INSTRUCTION: The entries below are to be transcribed in full, without their images.

Stored dataset items:

++++++++++++++++++++

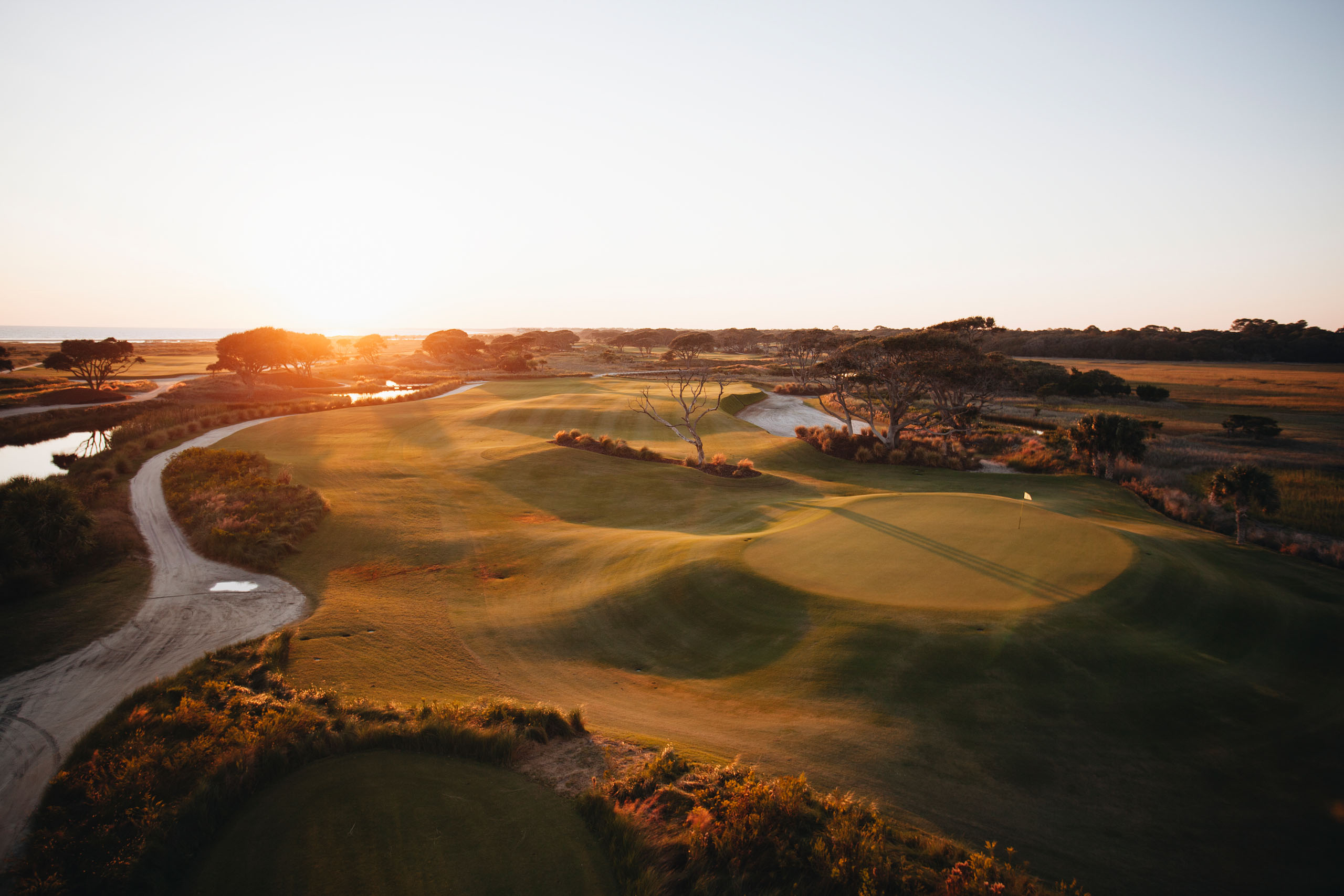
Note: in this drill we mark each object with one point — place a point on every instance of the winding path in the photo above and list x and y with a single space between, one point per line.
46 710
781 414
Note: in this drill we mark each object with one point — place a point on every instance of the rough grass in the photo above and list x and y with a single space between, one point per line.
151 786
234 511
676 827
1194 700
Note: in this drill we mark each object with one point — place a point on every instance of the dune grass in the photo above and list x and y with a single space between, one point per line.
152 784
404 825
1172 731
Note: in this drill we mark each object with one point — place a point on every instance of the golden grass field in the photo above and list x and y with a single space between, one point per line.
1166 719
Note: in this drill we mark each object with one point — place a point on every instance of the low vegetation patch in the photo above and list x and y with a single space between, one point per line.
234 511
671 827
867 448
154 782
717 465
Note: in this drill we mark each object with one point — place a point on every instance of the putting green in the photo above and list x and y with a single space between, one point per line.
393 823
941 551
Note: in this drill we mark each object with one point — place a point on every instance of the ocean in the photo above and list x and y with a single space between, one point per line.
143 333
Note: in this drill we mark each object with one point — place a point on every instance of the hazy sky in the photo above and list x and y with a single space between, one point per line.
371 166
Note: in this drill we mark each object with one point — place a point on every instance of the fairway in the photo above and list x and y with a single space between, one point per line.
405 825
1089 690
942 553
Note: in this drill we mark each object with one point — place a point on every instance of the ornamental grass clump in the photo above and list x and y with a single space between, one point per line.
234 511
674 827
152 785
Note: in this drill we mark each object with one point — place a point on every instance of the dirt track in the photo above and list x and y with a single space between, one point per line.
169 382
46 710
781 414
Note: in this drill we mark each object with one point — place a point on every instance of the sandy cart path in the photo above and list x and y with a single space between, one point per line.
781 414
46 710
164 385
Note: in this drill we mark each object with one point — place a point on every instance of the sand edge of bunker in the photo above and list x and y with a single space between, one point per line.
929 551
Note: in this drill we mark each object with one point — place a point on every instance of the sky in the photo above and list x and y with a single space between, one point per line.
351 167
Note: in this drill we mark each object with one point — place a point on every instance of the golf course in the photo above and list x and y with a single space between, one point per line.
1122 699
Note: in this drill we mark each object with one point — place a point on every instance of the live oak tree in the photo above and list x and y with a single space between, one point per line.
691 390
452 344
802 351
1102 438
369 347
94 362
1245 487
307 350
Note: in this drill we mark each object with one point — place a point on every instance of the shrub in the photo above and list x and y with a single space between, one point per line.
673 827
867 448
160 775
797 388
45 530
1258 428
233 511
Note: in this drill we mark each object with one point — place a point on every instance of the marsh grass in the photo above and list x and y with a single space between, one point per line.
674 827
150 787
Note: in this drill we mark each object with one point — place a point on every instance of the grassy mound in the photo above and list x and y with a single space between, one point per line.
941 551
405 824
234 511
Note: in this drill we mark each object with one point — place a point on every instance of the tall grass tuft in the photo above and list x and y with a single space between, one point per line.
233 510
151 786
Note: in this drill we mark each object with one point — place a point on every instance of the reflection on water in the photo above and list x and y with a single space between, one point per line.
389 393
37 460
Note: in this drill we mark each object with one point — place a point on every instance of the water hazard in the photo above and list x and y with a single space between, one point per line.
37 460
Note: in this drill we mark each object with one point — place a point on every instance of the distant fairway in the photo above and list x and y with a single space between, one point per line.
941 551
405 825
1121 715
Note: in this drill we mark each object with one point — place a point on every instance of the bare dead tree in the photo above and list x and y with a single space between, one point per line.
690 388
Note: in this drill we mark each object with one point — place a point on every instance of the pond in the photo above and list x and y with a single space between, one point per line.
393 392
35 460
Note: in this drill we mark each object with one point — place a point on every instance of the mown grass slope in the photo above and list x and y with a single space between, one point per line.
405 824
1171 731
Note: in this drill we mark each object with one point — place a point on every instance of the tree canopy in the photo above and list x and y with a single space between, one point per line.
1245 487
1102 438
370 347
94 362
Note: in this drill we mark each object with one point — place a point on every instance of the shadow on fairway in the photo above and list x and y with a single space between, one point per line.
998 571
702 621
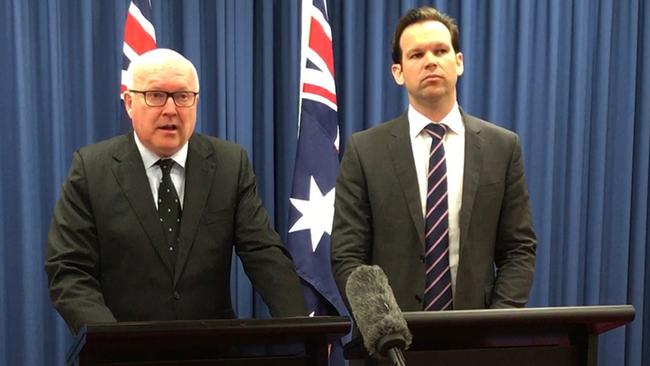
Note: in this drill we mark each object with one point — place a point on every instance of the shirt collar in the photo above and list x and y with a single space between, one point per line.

++++++++++++++++++++

FINISHED TASK:
Note: in this drill we mark each object with one point — place a point on every instance of the winding path in the photo above and list x and y with a single space between, one point per line.
46 710
781 414
Note: in this drill we mark each object with one point — place a point on every instance of the rough grass in the photo above and list x and y with a single space between, one point per line.
151 786
234 511
676 827
1194 700
Note: in this drill we mark each object with one point — place a point on every instance of the dune grass in the photo above and list x and y with a single space between, one point per line.
152 784
404 825
1172 731
Note: in this drill we mark each object with one point — place a point on every instance of the golden grass field in the photo above and list x and y with a single space between, one point per line.
1166 719
Note: in this drill we mark each object with one point — place a point on every instance of the low vegetation patch in the photo above and list x and y with a single space between, one point per line.
234 511
671 827
867 448
154 782
717 465
Note: in this drill we mark each object with one point — place a point on every instance of the putting green in the photo above and list x and y with a single space between, one point per line.
393 823
941 551
Note: in this drill we mark each object with one point — place a point on every instance of the ocean in the photo above and list x and y with a single space between, one point per line.
143 333
Note: in this drill we mark each object with one point — place a point on every instance of the hazy sky in the photo above and list x and y with a single space between, one point per line.
371 166
Note: in this drill we mark each object with one point — place a point on every instance of the fairway in the photo above and list x and y with a single space between, one point per line.
405 825
1089 690
942 553
Note: in this drill we mark each object with one point — place a point on every instance of the ornamental grass clump in the photo above and list x and y with a single space between, one point per line.
234 511
674 827
152 785
Note: in this drill we mark each object with one point — place a point on every instance of the dirt track in the photo above and list x and y with a single space between, one point per line.
169 382
46 710
781 414
Note: in this drill we mark each object with one point — place a point on every instance of the sandy cart path in the photo above and list x and y with a single space between, one point per line.
781 414
46 710
164 385
Note: in this drill we mark each object with one point — place a point on every instance of the sand edge of bunker in the photo above and list x and y with a single space between, one point per line.
929 551
Note: in this drill we mark each object with one point — place a point on every instance of the sky in the photo above and list x and y with a single space between, one point per line.
351 167
Note: in this drill we mark each object with one point — place a point on every instance of the golf course in the photo above and list x and y with a single space between, one point per line.
1122 699
Note: in this drill we mark each object with one point — place a point on every instance of the live oak tree in the photo above and list x and y with a single space between, one point per line.
691 390
452 344
802 351
1102 438
369 347
94 362
1245 487
307 350
Note: in this drill we mark each object with one point — place a point on every instance of the shrub in the photo above and list x and y with a single space between, one point per line.
673 827
867 448
160 775
797 388
45 530
1258 428
233 511
Note: in this drill we mark each object with one point — place a point on every instance of the marsh grass in the photo above and list x and y with a single space between, one point per line.
674 827
150 787
Note: in this drill we mark each object with one point — place a point on every instance of the grassy mound in the photo above and list x and y with a single space between, one point per line.
941 551
405 824
234 511
Note: in this drill we mark each object with one point — place a point on every instance of the tall grass tuft in the photo above and list x and y with a single space between, one point per line.
233 510
151 786
Note: in this drill we mark each object with one point — place a point on every instance of the reflection on water in the photo above and list x and y with a single space between, one point per line.
389 393
37 460
Note: in this drill we mark each object with one point — place a point on every instance of the water hazard in the photo above and list x and y with a single space between, one point per line.
37 460
Note: in this drill we mark each object with one point — place a point on every instance of the distant fairway in the photo above and list x and y with a single space between, one point per line.
941 551
405 825
1121 715
Note: in this drill we mark each object with one point — place a point on every instance of the bare dead tree in the photo above and list x and y with a single space between, one point per line.
690 388
Note: in this drill we mark each object with one point — place a point on every instance of the pond in the photo above and list x and y with a single space between, one point per line.
393 392
35 460
Note: in this drill we mark each object with one point — place a point on every instance of the mown grass slope in the photo above and list x and y with a single space between, one point per line.
405 824
1171 731
Note: in this drill we mark each object with one point — place a point on every instance of the tree canopy in the photo above and list x and y with a single space between, one point per line.
1245 487
1102 438
370 347
94 362
Note: in this drill we mark each object with one point — place a point on every instance of the shadow on fairway in the photo above and list x and y with a single space between, one point per line.
998 571
702 621
Note: in this drill we mark each object with one point — place a point on every instance of the shirt collar in the photo above and list x and y with a single space between, one point per line.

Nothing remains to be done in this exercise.